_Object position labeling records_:

>>>

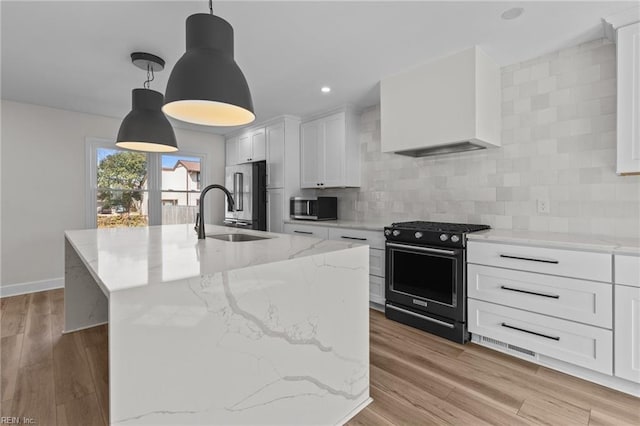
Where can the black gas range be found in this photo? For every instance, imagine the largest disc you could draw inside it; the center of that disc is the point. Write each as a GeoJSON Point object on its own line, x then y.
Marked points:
{"type": "Point", "coordinates": [426, 280]}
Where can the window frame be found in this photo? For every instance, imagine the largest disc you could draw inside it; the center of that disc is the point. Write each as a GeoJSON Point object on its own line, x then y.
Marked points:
{"type": "Point", "coordinates": [154, 179]}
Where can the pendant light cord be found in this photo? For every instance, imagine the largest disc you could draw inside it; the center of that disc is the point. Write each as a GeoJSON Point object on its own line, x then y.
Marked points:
{"type": "Point", "coordinates": [150, 77]}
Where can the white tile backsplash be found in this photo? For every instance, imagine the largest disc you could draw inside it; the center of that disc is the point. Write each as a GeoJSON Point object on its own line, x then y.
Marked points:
{"type": "Point", "coordinates": [559, 143]}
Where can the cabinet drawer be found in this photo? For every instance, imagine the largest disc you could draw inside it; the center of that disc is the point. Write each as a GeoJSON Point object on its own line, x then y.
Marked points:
{"type": "Point", "coordinates": [578, 344]}
{"type": "Point", "coordinates": [376, 262]}
{"type": "Point", "coordinates": [578, 300]}
{"type": "Point", "coordinates": [307, 231]}
{"type": "Point", "coordinates": [627, 270]}
{"type": "Point", "coordinates": [568, 263]}
{"type": "Point", "coordinates": [376, 290]}
{"type": "Point", "coordinates": [375, 239]}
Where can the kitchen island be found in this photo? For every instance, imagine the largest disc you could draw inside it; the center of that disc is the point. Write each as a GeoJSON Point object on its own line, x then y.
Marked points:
{"type": "Point", "coordinates": [272, 331]}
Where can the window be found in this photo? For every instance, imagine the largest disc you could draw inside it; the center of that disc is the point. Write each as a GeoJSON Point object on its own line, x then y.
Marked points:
{"type": "Point", "coordinates": [180, 182]}
{"type": "Point", "coordinates": [130, 188]}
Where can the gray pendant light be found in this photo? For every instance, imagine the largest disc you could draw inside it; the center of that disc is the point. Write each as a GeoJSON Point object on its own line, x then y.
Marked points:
{"type": "Point", "coordinates": [206, 86]}
{"type": "Point", "coordinates": [146, 128]}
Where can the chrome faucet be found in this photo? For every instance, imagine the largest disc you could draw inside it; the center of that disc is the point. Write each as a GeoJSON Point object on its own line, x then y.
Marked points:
{"type": "Point", "coordinates": [200, 218]}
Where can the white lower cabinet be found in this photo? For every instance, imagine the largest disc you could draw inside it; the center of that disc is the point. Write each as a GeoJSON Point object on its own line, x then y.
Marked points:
{"type": "Point", "coordinates": [578, 300]}
{"type": "Point", "coordinates": [627, 333]}
{"type": "Point", "coordinates": [579, 344]}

<<<

_Short problem_: Could you rewrite the records starting with the line containing "Where can the window be" and going on through the end of the records, keeping the requests but multiplying every coordinate in the answers by 1.8 and rounding to whole numbers, halves up? Give only those lines.

_Correct output_:
Where can the window be found in this photo? For every instance, imagine the largest disc you could draw inside it; the center of that disc is the point. Write each as a GeoJSON Point object on its own line, x then y.
Marked points:
{"type": "Point", "coordinates": [324, 328]}
{"type": "Point", "coordinates": [234, 338]}
Where can the gray pendant light be found in this photo? For every instance, imagine the largest disc you could draw inside it; the center of that disc is the point. Write each as a GeoJSON Point object on its own line, x then y.
Marked points:
{"type": "Point", "coordinates": [371, 155]}
{"type": "Point", "coordinates": [263, 230]}
Where can the chrome faucet be found in this photo? For every instance, imagine the largest disc you could draw inside it; the center of that disc is the point. Write each as a GeoJSON Point object on its own line, x then y.
Marked points:
{"type": "Point", "coordinates": [360, 392]}
Where can the white lower cabinet be found in this photo? For every instance, imagine the largest disc you could draw inside it; the center of that disc is the point. Write each as a GeoJSON Point object on its own line, x then y.
Marked points:
{"type": "Point", "coordinates": [1040, 540]}
{"type": "Point", "coordinates": [1129, 599]}
{"type": "Point", "coordinates": [1042, 619]}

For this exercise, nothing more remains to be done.